____ Text extract

Lucia Pizzani, Cultivo y Memoria (Crop and Memory), Harewood Biennial 2024 Create/Elevate. Photo: Drew Forsyth, courtesy Harewood House Trust.

In 2021 the Tate Gallery acquired two of Pizzani’s works from 2013: Textiles, which consists of four human-scale cocoons in Dutch wax fabric, stemming from a performance in Lanzarote,and Impronta, a series of photographs featuring those cocoons but inhabited by women and done using the collodion wet-plate process, a technique favoured by the Victorians. Both were part of The Worshipper of the Image, a project Pizzani did after receiving the Premio Eugenio Mendoza in Caracas in 2013. “The workshave a lot of the elements that I use in my practice,” she told me. “First of all, the idea of transformation in the natural world: the cocoons relate to the idea of becoming, of metamorphosis. They also talk specifically about women and inequality, the cocoons a metaphor for women being trapped. Then there’s the idea of the body: the outer layer, the membrane, the second skin. Plus, the textile itself is Dutch wax print: a technique that comes from Indonesia, but was related to trade and colonial routes and which I found in Brixton where I have lived for 15 years, a very multicultural community that mirrors my own condition of migrant.”

This year, Pizzani is included in the third Harewood Biennial with an installation of live plants, ceramic sculptures and arboreal fragments in Harewood House’s walled garden titled Cultivo y Memoria (Crop and Memory), and showing at Cecilia Brunson Gallery in the exhibition Rites, Seeds and Refuge. Currently in Venezuela for a much-needed holiday, she doesn’t sit still even there: she has just opened her exhibition Morada Vegetal at Abra, her Caracas gallery, and is planning to do two weeks of research on Margarita Island for her upcoming inclusion in the curated section Smoke at Frieze London this October, curated by Pablo José Ramírez.

Studio International spoke to Pizzani over Zoom.

Sabine Casparie: You are speaking to me from Venezuela. How is it being back in your home country?

________
____ Extracted material

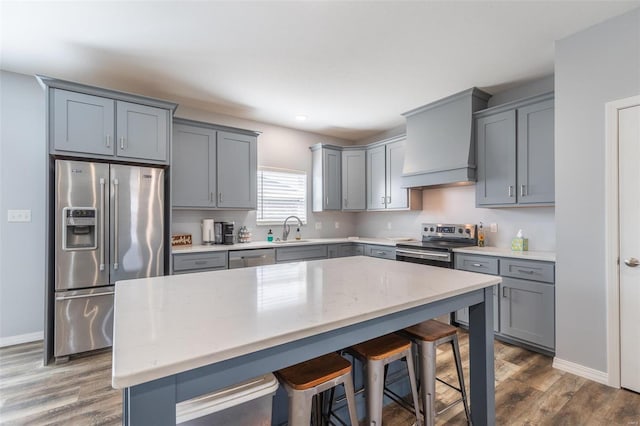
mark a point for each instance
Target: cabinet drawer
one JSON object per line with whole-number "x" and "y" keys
{"x": 483, "y": 264}
{"x": 291, "y": 254}
{"x": 200, "y": 261}
{"x": 384, "y": 252}
{"x": 528, "y": 270}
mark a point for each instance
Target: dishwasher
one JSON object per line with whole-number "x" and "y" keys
{"x": 257, "y": 257}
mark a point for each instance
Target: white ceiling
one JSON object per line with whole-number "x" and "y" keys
{"x": 351, "y": 67}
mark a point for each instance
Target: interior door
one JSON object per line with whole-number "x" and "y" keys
{"x": 629, "y": 211}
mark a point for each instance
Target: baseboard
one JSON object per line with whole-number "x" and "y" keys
{"x": 581, "y": 370}
{"x": 22, "y": 338}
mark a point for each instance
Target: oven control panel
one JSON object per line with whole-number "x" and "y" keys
{"x": 446, "y": 230}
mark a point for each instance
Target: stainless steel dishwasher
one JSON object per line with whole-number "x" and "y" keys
{"x": 257, "y": 257}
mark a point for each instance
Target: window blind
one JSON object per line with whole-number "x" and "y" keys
{"x": 281, "y": 193}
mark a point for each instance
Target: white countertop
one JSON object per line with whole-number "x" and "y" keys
{"x": 265, "y": 244}
{"x": 167, "y": 325}
{"x": 547, "y": 256}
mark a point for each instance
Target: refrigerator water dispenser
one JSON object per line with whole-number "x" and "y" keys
{"x": 79, "y": 228}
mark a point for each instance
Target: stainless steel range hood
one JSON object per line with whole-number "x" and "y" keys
{"x": 440, "y": 148}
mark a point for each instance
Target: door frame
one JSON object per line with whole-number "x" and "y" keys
{"x": 612, "y": 238}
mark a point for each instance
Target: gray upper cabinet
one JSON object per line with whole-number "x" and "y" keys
{"x": 213, "y": 167}
{"x": 515, "y": 145}
{"x": 354, "y": 180}
{"x": 98, "y": 123}
{"x": 384, "y": 178}
{"x": 83, "y": 123}
{"x": 194, "y": 166}
{"x": 237, "y": 171}
{"x": 141, "y": 131}
{"x": 535, "y": 153}
{"x": 326, "y": 177}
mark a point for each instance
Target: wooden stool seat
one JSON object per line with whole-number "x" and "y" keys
{"x": 381, "y": 347}
{"x": 311, "y": 373}
{"x": 430, "y": 331}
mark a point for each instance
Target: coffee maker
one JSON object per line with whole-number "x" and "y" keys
{"x": 227, "y": 232}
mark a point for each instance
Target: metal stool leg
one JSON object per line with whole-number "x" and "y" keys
{"x": 374, "y": 391}
{"x": 456, "y": 354}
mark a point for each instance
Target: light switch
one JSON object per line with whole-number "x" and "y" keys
{"x": 19, "y": 216}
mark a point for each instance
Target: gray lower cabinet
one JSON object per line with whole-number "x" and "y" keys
{"x": 345, "y": 250}
{"x": 184, "y": 263}
{"x": 213, "y": 168}
{"x": 524, "y": 303}
{"x": 297, "y": 253}
{"x": 515, "y": 153}
{"x": 103, "y": 127}
{"x": 383, "y": 252}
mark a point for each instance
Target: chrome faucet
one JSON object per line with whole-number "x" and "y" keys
{"x": 286, "y": 228}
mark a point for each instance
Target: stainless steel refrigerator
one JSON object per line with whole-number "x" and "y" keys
{"x": 109, "y": 226}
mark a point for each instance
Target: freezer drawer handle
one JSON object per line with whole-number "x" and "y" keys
{"x": 116, "y": 187}
{"x": 84, "y": 296}
{"x": 101, "y": 213}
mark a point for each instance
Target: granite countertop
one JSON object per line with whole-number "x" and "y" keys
{"x": 171, "y": 324}
{"x": 306, "y": 241}
{"x": 547, "y": 256}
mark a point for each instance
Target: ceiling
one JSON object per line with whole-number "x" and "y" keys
{"x": 351, "y": 67}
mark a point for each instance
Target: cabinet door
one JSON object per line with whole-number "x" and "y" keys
{"x": 527, "y": 311}
{"x": 331, "y": 175}
{"x": 496, "y": 142}
{"x": 193, "y": 166}
{"x": 237, "y": 171}
{"x": 83, "y": 123}
{"x": 353, "y": 180}
{"x": 142, "y": 131}
{"x": 535, "y": 153}
{"x": 376, "y": 180}
{"x": 397, "y": 196}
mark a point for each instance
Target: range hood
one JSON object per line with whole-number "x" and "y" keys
{"x": 440, "y": 147}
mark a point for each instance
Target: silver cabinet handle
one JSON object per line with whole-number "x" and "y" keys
{"x": 102, "y": 214}
{"x": 84, "y": 296}
{"x": 116, "y": 188}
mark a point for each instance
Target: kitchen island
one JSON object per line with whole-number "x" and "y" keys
{"x": 178, "y": 337}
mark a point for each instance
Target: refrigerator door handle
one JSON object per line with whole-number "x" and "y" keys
{"x": 115, "y": 224}
{"x": 101, "y": 213}
{"x": 84, "y": 296}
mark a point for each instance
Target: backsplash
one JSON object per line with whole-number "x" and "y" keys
{"x": 456, "y": 204}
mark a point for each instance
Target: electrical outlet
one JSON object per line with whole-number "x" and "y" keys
{"x": 19, "y": 216}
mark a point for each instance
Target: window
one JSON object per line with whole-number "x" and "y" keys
{"x": 281, "y": 193}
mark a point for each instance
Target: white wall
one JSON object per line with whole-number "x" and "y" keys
{"x": 593, "y": 67}
{"x": 23, "y": 167}
{"x": 457, "y": 205}
{"x": 277, "y": 147}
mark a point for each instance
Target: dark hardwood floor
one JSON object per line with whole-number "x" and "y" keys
{"x": 528, "y": 392}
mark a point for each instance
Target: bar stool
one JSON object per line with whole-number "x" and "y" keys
{"x": 305, "y": 380}
{"x": 428, "y": 335}
{"x": 376, "y": 354}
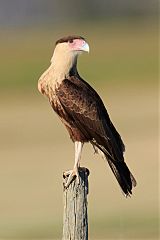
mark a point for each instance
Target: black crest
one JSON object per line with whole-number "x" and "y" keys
{"x": 68, "y": 39}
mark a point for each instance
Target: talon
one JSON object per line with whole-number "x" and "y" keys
{"x": 72, "y": 173}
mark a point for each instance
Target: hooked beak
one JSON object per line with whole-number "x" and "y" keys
{"x": 85, "y": 47}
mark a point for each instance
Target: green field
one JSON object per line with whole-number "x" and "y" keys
{"x": 35, "y": 148}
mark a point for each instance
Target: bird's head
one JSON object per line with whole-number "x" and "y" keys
{"x": 65, "y": 54}
{"x": 70, "y": 47}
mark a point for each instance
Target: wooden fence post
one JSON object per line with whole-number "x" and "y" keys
{"x": 75, "y": 217}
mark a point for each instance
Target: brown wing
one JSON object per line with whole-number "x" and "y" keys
{"x": 87, "y": 110}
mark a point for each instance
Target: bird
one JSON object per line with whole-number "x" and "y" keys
{"x": 82, "y": 111}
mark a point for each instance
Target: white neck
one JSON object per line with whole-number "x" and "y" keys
{"x": 62, "y": 62}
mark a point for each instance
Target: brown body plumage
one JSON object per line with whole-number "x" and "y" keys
{"x": 81, "y": 109}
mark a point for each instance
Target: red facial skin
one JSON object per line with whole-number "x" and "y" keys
{"x": 77, "y": 44}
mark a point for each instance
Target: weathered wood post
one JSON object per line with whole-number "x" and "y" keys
{"x": 75, "y": 217}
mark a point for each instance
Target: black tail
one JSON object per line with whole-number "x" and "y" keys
{"x": 123, "y": 176}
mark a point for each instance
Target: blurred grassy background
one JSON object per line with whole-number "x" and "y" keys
{"x": 35, "y": 148}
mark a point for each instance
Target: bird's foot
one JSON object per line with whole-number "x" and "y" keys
{"x": 72, "y": 174}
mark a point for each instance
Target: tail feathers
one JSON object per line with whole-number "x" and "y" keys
{"x": 123, "y": 176}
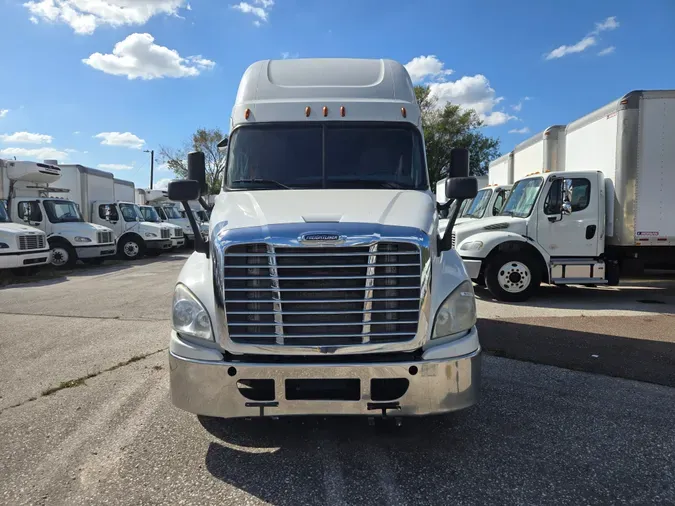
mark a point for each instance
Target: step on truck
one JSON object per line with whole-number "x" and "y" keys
{"x": 611, "y": 207}
{"x": 22, "y": 248}
{"x": 97, "y": 193}
{"x": 34, "y": 199}
{"x": 324, "y": 287}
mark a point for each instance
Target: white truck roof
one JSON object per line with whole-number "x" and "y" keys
{"x": 366, "y": 89}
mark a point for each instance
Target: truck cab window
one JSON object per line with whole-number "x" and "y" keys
{"x": 114, "y": 215}
{"x": 29, "y": 210}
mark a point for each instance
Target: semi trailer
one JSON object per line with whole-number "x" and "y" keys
{"x": 324, "y": 286}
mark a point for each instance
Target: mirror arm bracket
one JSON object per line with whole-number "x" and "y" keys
{"x": 201, "y": 246}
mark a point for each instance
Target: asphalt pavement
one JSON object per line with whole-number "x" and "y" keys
{"x": 85, "y": 416}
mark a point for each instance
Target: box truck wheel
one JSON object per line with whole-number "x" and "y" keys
{"x": 512, "y": 277}
{"x": 131, "y": 248}
{"x": 63, "y": 254}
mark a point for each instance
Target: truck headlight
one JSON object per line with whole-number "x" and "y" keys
{"x": 189, "y": 316}
{"x": 471, "y": 246}
{"x": 457, "y": 313}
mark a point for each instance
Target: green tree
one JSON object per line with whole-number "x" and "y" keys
{"x": 205, "y": 140}
{"x": 452, "y": 127}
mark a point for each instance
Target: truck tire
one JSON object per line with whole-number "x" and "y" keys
{"x": 512, "y": 277}
{"x": 63, "y": 255}
{"x": 131, "y": 248}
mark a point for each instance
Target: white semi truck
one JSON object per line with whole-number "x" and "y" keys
{"x": 95, "y": 191}
{"x": 324, "y": 286}
{"x": 21, "y": 247}
{"x": 612, "y": 206}
{"x": 32, "y": 200}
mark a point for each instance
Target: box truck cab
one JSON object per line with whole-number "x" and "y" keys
{"x": 21, "y": 246}
{"x": 177, "y": 236}
{"x": 33, "y": 201}
{"x": 324, "y": 286}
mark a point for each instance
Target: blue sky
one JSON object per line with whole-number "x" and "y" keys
{"x": 66, "y": 90}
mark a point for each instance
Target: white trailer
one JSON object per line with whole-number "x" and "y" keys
{"x": 501, "y": 170}
{"x": 33, "y": 200}
{"x": 610, "y": 209}
{"x": 543, "y": 152}
{"x": 96, "y": 193}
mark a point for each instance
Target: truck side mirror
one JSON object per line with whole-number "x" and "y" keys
{"x": 197, "y": 171}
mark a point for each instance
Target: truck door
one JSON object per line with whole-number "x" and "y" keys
{"x": 578, "y": 233}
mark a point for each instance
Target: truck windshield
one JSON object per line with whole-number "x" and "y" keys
{"x": 62, "y": 211}
{"x": 521, "y": 200}
{"x": 479, "y": 204}
{"x": 324, "y": 155}
{"x": 131, "y": 212}
{"x": 171, "y": 213}
{"x": 3, "y": 213}
{"x": 149, "y": 214}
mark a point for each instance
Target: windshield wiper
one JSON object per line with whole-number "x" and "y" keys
{"x": 263, "y": 181}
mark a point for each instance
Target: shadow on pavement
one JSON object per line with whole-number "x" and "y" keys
{"x": 647, "y": 356}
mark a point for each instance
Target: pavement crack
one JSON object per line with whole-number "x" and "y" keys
{"x": 82, "y": 379}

________

__To do__
1 – In the Pizzani text, what process was used to make the Impronta photographs?
2 – Using the Pizzani text, mark each statement yes or no and quote the words that decide it: (a) The Tate Gallery acquired the two works in 2013. (b) Pizzani has lived in Brixton for 15 years. (c) The Smoke section at Frieze London is curated by Pablo José Ramírez.

__Task-by-task results__
1 – The collodion wet-plate process.

2 –
(a) No: "In 2021 the Tate Gallery acquired two of Pizzani’s works from 2013"
(b) Yes: "Brixton where I have lived for 15 years"
(c) Yes: "the curated section Smoke at Frieze London this October, curated by Pablo José Ramírez"